§ **Problem to work on**:
Below are the entries. Transcribe exactly the lines from the one with "point: one pixel per instance, each like <point>112,535</point>." through the one with "point: one pixel per instance, each like <point>118,165</point>.", ends included, and leave out all others.

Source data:
______

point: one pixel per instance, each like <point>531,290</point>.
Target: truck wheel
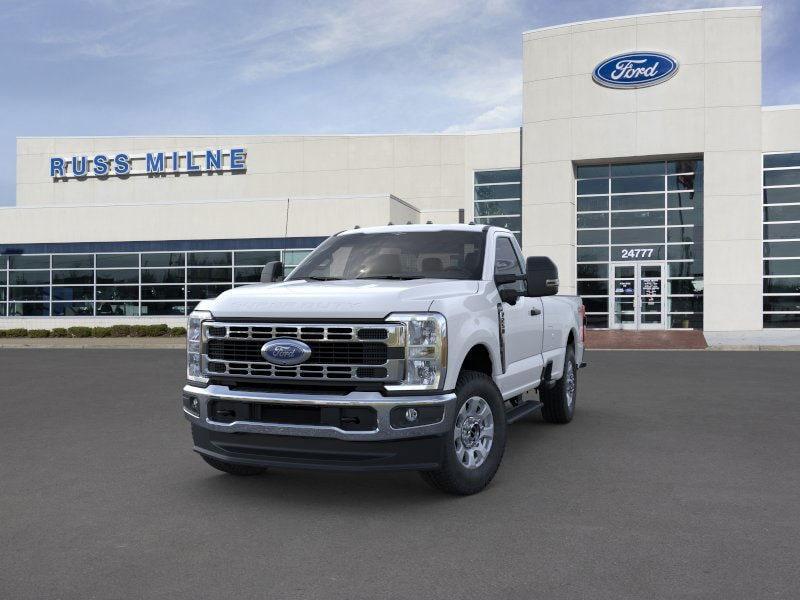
<point>559,400</point>
<point>233,469</point>
<point>473,449</point>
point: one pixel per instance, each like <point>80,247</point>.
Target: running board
<point>523,410</point>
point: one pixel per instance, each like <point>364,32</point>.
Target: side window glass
<point>507,262</point>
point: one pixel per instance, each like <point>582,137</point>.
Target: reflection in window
<point>781,213</point>
<point>633,204</point>
<point>498,199</point>
<point>108,283</point>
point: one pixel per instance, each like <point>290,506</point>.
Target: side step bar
<point>523,410</point>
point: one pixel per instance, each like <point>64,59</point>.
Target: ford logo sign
<point>285,352</point>
<point>635,70</point>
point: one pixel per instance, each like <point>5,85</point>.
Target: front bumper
<point>320,446</point>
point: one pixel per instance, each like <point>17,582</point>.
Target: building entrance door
<point>637,295</point>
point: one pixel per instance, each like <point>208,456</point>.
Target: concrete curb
<point>87,343</point>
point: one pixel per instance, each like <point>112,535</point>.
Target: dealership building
<point>645,166</point>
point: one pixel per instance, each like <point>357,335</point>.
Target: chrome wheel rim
<point>571,385</point>
<point>473,432</point>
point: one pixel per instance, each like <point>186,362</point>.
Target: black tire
<point>232,468</point>
<point>558,406</point>
<point>453,476</point>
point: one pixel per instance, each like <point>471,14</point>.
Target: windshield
<point>401,255</point>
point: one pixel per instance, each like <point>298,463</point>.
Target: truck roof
<point>430,227</point>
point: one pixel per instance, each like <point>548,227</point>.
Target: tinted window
<point>396,255</point>
<point>506,262</point>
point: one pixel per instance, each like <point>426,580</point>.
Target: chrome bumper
<point>381,404</point>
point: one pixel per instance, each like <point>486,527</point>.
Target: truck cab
<point>397,347</point>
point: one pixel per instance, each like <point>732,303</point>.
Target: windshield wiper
<point>399,277</point>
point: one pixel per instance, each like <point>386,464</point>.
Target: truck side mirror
<point>272,272</point>
<point>541,274</point>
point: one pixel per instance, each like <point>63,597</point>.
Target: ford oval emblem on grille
<point>286,352</point>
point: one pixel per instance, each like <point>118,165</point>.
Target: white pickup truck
<point>397,347</point>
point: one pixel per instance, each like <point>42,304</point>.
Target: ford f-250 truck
<point>397,347</point>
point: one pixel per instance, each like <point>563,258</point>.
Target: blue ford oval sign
<point>635,70</point>
<point>285,352</point>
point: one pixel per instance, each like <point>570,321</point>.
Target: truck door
<point>523,321</point>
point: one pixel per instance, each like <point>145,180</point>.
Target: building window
<point>127,284</point>
<point>646,213</point>
<point>781,212</point>
<point>498,199</point>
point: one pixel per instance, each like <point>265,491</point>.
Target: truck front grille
<point>368,352</point>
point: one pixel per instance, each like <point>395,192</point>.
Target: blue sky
<point>104,67</point>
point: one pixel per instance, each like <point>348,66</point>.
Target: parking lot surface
<point>678,478</point>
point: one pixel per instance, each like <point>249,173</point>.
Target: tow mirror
<point>507,295</point>
<point>272,272</point>
<point>541,274</point>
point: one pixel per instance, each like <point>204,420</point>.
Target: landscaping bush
<point>80,331</point>
<point>17,332</point>
<point>138,331</point>
<point>157,330</point>
<point>120,330</point>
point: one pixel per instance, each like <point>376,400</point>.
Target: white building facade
<point>645,166</point>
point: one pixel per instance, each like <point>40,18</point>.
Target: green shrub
<point>120,330</point>
<point>138,330</point>
<point>17,332</point>
<point>80,331</point>
<point>157,330</point>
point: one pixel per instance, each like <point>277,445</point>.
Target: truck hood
<point>349,299</point>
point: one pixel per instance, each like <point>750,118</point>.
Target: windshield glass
<point>401,255</point>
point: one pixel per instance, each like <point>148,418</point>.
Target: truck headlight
<point>194,346</point>
<point>426,351</point>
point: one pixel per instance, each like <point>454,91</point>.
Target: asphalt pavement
<point>678,478</point>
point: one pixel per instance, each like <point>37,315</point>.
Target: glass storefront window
<point>163,259</point>
<point>107,284</point>
<point>117,276</point>
<point>73,261</point>
<point>209,259</point>
<point>497,199</point>
<point>29,261</point>
<point>28,277</point>
<point>639,212</point>
<point>112,261</point>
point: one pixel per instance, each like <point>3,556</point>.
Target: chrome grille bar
<point>340,352</point>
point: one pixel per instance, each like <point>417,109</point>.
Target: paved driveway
<point>679,478</point>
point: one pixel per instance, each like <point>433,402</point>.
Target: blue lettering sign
<point>122,165</point>
<point>635,70</point>
<point>154,163</point>
<point>56,167</point>
<point>213,160</point>
<point>79,166</point>
<point>237,159</point>
<point>100,163</point>
<point>190,166</point>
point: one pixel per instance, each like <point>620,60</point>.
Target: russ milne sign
<point>122,164</point>
<point>635,70</point>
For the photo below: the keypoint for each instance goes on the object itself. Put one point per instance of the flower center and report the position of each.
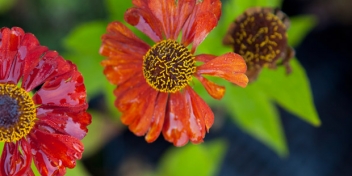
(168, 66)
(260, 37)
(17, 113)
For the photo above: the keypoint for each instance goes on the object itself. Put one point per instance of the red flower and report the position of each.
(153, 91)
(48, 126)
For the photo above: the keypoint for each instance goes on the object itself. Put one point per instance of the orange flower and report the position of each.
(153, 91)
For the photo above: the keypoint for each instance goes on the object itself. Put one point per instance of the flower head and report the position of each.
(259, 35)
(153, 91)
(46, 127)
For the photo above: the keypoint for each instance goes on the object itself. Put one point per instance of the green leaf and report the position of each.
(268, 3)
(6, 5)
(117, 8)
(292, 92)
(203, 159)
(78, 170)
(299, 28)
(83, 44)
(252, 110)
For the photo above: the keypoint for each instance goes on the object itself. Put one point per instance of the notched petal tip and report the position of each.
(216, 91)
(229, 66)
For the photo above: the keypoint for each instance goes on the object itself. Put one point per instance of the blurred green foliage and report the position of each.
(252, 109)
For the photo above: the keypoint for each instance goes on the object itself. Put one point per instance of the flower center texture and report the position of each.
(260, 37)
(17, 113)
(168, 66)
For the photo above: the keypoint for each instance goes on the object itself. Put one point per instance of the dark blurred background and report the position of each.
(325, 54)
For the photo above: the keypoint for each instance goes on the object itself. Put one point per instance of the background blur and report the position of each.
(110, 149)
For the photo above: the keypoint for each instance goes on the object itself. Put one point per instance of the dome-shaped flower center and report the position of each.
(168, 66)
(17, 113)
(260, 36)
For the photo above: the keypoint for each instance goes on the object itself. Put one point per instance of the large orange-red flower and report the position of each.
(153, 91)
(47, 127)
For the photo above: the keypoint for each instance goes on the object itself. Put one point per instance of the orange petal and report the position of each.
(134, 111)
(213, 89)
(158, 118)
(201, 110)
(141, 125)
(174, 130)
(146, 22)
(131, 95)
(121, 73)
(229, 66)
(194, 123)
(172, 14)
(119, 39)
(204, 18)
(205, 57)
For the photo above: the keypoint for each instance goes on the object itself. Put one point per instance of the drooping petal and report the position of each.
(121, 40)
(213, 89)
(73, 124)
(141, 125)
(16, 158)
(51, 65)
(194, 125)
(53, 152)
(201, 110)
(145, 21)
(229, 66)
(172, 14)
(174, 129)
(10, 42)
(203, 19)
(66, 92)
(158, 118)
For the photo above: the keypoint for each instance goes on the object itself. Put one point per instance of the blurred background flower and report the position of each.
(256, 133)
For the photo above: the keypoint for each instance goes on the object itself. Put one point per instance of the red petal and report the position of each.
(16, 158)
(10, 45)
(204, 18)
(172, 14)
(53, 152)
(158, 118)
(25, 51)
(229, 66)
(213, 89)
(174, 130)
(131, 95)
(49, 66)
(205, 57)
(73, 124)
(63, 92)
(122, 72)
(121, 40)
(193, 124)
(141, 125)
(201, 110)
(133, 83)
(133, 103)
(145, 21)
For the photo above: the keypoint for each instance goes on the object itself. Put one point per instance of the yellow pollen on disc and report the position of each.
(168, 66)
(18, 113)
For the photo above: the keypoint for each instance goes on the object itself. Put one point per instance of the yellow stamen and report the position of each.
(17, 111)
(168, 66)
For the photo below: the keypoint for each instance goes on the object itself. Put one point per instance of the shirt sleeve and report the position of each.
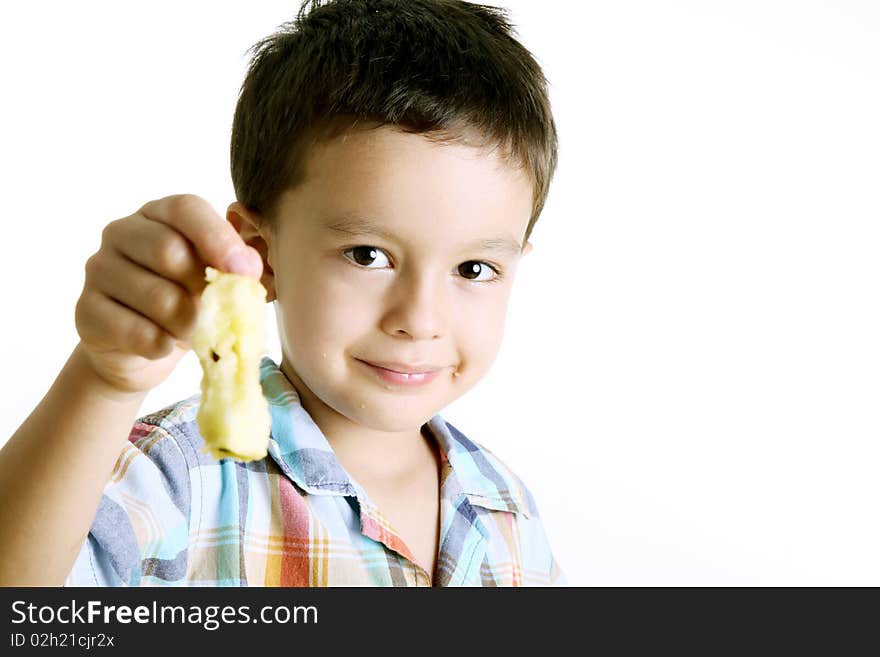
(140, 532)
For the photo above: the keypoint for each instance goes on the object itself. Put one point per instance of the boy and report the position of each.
(389, 161)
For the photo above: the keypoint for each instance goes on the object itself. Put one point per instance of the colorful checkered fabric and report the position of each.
(173, 516)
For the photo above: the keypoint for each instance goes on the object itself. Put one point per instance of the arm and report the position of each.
(137, 310)
(52, 472)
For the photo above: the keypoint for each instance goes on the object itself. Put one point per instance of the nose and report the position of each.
(418, 308)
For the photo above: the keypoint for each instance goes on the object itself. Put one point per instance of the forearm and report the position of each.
(53, 471)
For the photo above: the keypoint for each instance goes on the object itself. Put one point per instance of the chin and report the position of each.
(389, 418)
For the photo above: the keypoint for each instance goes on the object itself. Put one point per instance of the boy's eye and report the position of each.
(473, 270)
(365, 255)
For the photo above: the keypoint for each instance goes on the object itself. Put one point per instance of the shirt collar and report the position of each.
(302, 452)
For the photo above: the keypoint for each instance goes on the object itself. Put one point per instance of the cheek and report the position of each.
(320, 312)
(479, 329)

______

§ **Finished task**:
point: one pixel per instance, each like <point>112,535</point>.
Target: dealership building
<point>645,166</point>
point: one pixel per instance, each like <point>357,335</point>.
Target: chrome wheel rim
<point>571,385</point>
<point>473,432</point>
point: one pixel per instance, each like <point>186,362</point>.
Target: black tire
<point>232,468</point>
<point>558,406</point>
<point>453,476</point>
point: one pixel per instance, each like <point>471,14</point>.
Target: windshield
<point>401,255</point>
point: one pixel per instance, each like <point>298,463</point>.
Target: truck roof
<point>430,227</point>
point: one pixel per instance, each like <point>548,227</point>.
Target: tinted window
<point>396,255</point>
<point>506,262</point>
point: one pixel per instance, each like <point>426,580</point>.
Target: chrome bumper
<point>381,404</point>
point: one pixel per instance, each like <point>486,527</point>.
Target: truck cab
<point>397,347</point>
point: one pixel per instance, each like <point>732,303</point>.
Target: windshield wiper
<point>399,277</point>
point: one pixel per instance, each like <point>386,464</point>.
Target: truck side mirror
<point>272,272</point>
<point>541,274</point>
point: one pixel per instance, each like <point>63,597</point>.
Target: ford oval emblem on grille
<point>286,352</point>
point: one pixel per instance, each like <point>118,165</point>.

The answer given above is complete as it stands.